## Brano proposto

Sono tre le date che hanno segnato i giorni che stiamo vivendo: "dicembre 1989" col collasso definitivo del socialismo sovietico; "settembre 2008" che, con il fallimento della Lehman Brothers, dà avvio alla più grande crisi del capitalismo dell'Occidente; "marzo 2018" che segna la più micidiale sconfitta elettorale della sinistra italiana nel dopoguerra.
Il presente, in Italia e nel mondo, è tuttora dominato dagli "effetti disordinanti" di questi avvenimenti e l'accumulo di disordine sembra quasi inibire oggi, specie a sinistra, una visione razionale della politica. In tale disordine, la nuova destra ha un gioco più facile: l’America first sembra diventato lo scudo dietro cui si nasconde la destra di ogni angolo del mondo.
Allo spazio chiuso della destra, la sinistra non può che rispondere con un'idea di spazio aperto ma governabile. Oggi lo spazio potenzialmente governabile per la sinistra italiana può essere spazio europeo, uno spazio politico però in gran parte da conquistare e organizzare. Ciò è possibile solo reinterpretando la crisi innescata dal fallimento della Lehman, anche come straordinaria dinamica trasformativa che ha il suo motore nella rivoluzione informatica - per i più, la più potente e pervasiva rivoluzione tecnologica della storia - che distorce, confonde, e persino acceca la capacità di lettura delle contraddizioni che il suo avanzare pure continuamente produce. Per questo è necessario un “riarmo teorico” della sinistra sociale e politica.

## Compito assegnato
Traduci in inglese questa frase del brano proposto: "Per questo è necessario un “riarmo teorico” della sinistra sociale e politica."

## Voci di annotazione a punti su immagini
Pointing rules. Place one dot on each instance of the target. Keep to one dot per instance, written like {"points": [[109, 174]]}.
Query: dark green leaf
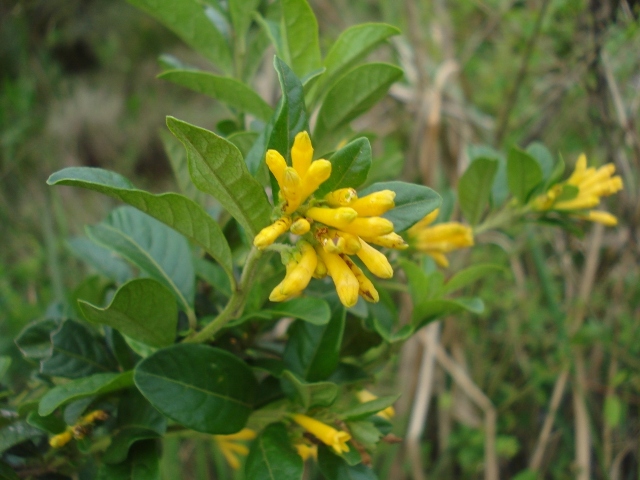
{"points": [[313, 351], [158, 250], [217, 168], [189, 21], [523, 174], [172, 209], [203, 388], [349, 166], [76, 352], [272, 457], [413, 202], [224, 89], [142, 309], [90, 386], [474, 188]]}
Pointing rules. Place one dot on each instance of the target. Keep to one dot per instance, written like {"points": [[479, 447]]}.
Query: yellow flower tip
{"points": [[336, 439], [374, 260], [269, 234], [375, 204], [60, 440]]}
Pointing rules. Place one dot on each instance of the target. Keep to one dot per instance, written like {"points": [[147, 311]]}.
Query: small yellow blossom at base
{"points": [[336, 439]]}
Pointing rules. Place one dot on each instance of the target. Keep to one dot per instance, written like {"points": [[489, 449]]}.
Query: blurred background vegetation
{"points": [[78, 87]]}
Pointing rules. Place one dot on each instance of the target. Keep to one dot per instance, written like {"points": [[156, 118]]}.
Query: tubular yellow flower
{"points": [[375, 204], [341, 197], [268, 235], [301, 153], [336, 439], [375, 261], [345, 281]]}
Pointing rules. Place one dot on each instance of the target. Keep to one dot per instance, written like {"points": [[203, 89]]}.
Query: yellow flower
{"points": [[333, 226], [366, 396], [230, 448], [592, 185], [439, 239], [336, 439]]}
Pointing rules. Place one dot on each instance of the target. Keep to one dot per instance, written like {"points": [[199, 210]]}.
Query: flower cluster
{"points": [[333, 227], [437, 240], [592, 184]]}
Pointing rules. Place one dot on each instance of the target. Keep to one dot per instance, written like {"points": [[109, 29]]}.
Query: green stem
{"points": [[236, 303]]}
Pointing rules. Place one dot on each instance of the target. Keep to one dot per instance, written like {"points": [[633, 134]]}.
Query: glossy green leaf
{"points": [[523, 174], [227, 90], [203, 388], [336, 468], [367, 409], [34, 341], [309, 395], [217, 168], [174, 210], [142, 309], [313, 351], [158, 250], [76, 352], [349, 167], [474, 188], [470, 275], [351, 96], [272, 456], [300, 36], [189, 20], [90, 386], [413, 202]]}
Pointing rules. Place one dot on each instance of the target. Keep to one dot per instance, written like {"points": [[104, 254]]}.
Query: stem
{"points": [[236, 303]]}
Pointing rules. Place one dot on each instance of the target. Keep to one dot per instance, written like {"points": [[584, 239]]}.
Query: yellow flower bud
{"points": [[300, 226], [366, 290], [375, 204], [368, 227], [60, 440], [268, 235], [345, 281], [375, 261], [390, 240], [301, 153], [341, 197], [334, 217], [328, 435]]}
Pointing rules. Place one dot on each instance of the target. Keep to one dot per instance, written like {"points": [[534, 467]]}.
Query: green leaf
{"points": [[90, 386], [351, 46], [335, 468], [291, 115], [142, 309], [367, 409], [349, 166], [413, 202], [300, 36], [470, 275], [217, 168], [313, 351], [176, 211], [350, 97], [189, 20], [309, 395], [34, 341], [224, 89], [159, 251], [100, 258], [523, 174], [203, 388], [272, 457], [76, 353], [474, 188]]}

## Compito svolto
For this reason, a "theoretical rearmament" of the social and political left is necessary.